**Exercise instructions**
Count how many lines in the rows below contain the string "black". Case counts, so report only that number.

## BEGIN Exercise material

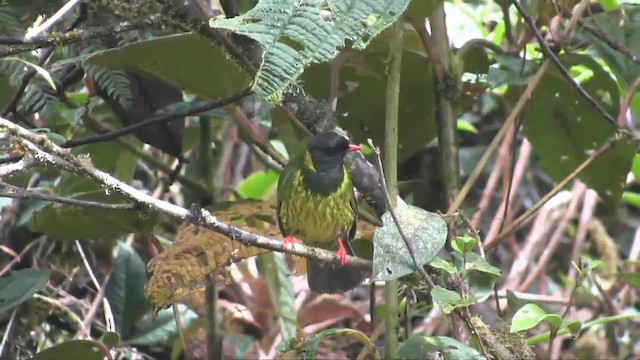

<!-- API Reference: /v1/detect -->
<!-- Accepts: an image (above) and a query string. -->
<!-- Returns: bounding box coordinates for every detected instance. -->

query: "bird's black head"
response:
[307,131,360,172]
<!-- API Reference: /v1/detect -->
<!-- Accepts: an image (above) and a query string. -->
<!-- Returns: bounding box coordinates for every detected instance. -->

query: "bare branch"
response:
[0,117,371,269]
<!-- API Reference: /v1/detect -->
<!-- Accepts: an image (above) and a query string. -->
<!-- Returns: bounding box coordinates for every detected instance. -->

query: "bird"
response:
[277,131,364,293]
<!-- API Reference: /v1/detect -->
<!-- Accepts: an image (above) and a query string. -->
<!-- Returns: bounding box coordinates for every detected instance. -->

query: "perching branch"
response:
[0,117,372,270]
[0,15,166,58]
[0,183,135,210]
[61,88,253,148]
[512,0,617,127]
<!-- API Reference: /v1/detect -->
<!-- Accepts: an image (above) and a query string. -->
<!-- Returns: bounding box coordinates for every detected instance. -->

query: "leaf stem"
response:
[378,18,403,359]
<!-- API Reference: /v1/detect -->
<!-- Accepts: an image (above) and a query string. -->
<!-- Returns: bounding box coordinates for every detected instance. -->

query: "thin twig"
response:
[0,237,44,277]
[33,294,91,336]
[367,139,435,289]
[76,240,115,335]
[171,302,191,360]
[511,0,617,127]
[578,19,640,65]
[0,188,135,210]
[60,88,253,148]
[0,14,166,58]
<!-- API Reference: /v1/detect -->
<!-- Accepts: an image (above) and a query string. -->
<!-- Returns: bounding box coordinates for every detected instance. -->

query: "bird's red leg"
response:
[336,236,347,266]
[282,234,296,249]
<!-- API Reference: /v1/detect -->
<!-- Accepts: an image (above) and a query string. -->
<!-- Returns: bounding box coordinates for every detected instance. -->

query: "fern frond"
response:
[21,84,59,119]
[0,0,25,34]
[80,41,133,109]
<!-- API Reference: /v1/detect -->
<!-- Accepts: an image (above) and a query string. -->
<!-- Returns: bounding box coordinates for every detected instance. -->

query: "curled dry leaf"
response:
[145,201,278,309]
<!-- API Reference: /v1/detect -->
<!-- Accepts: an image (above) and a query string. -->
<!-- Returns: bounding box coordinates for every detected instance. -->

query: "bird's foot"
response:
[336,238,348,266]
[282,234,296,249]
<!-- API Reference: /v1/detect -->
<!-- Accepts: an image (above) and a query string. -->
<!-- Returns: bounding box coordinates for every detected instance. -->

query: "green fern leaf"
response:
[209,0,410,103]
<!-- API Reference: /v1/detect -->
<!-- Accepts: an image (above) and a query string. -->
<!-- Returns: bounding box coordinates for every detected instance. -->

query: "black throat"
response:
[302,156,345,195]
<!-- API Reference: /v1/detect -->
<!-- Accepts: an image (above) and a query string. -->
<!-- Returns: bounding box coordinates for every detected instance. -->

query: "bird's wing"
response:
[276,159,296,236]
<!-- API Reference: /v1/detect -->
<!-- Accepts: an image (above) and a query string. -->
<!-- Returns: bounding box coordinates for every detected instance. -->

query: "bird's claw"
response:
[336,238,348,266]
[282,235,296,250]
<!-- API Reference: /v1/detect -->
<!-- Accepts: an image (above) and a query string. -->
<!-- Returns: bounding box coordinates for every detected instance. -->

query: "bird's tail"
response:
[307,236,364,294]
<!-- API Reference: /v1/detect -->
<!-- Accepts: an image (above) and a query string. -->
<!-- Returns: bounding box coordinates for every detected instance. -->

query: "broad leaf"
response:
[431,285,474,314]
[209,0,409,103]
[523,54,635,206]
[29,191,157,241]
[397,334,485,360]
[105,242,147,338]
[371,204,447,281]
[0,269,51,312]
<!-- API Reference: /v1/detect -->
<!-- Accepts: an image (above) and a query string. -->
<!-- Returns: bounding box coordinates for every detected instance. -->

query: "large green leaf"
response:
[258,252,297,341]
[125,304,199,345]
[105,241,147,338]
[0,269,51,313]
[523,55,635,205]
[580,4,640,87]
[210,0,409,103]
[398,334,485,360]
[86,33,250,99]
[509,304,562,333]
[371,204,447,281]
[32,340,111,360]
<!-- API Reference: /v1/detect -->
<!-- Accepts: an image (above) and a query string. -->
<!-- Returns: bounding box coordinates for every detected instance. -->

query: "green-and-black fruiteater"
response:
[277,131,364,293]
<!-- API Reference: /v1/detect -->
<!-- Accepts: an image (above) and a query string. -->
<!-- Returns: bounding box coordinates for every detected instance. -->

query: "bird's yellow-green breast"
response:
[278,151,356,249]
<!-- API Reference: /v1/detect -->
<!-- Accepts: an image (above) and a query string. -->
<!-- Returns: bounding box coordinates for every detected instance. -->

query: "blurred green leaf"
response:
[86,33,250,99]
[560,320,582,338]
[124,304,200,346]
[510,304,562,333]
[209,0,409,103]
[622,191,640,209]
[0,269,51,313]
[371,203,447,281]
[631,154,640,181]
[465,252,502,277]
[105,241,148,338]
[397,334,485,360]
[98,331,120,349]
[32,340,105,360]
[429,256,458,275]
[580,7,640,88]
[523,54,635,207]
[29,191,158,241]
[617,271,640,289]
[288,328,379,360]
[598,0,618,11]
[302,45,437,162]
[431,285,474,314]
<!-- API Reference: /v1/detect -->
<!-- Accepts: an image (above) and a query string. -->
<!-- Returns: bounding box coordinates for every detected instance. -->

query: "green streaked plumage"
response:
[277,132,364,293]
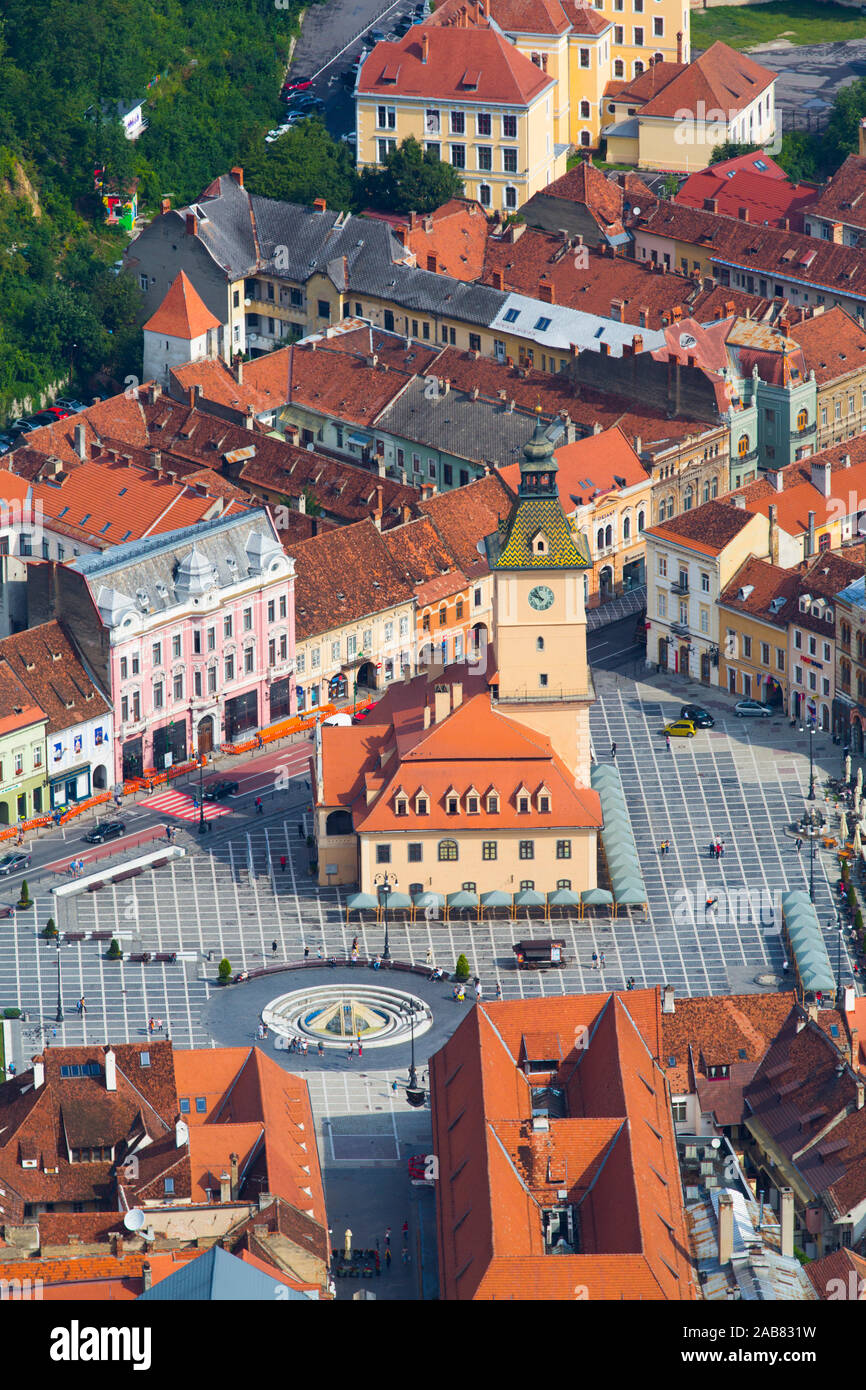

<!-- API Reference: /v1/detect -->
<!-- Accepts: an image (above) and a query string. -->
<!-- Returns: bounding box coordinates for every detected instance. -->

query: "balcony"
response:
[788,420,817,443]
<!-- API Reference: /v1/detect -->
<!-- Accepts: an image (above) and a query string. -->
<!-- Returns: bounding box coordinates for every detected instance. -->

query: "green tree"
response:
[243,121,359,211]
[360,136,463,213]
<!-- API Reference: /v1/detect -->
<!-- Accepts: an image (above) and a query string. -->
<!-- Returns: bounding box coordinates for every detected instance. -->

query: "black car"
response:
[680,705,716,728]
[204,781,239,801]
[0,849,31,876]
[85,820,126,845]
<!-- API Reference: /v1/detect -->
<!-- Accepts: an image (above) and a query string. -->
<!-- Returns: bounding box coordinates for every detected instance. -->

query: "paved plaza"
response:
[0,670,853,1298]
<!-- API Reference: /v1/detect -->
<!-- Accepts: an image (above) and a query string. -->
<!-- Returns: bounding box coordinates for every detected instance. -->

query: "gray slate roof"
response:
[375,377,562,464]
[68,507,292,627]
[136,1245,316,1304]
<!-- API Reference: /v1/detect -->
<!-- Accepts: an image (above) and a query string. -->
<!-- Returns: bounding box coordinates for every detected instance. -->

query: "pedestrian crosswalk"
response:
[147,791,229,820]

## END Exercise material

**Task result**
4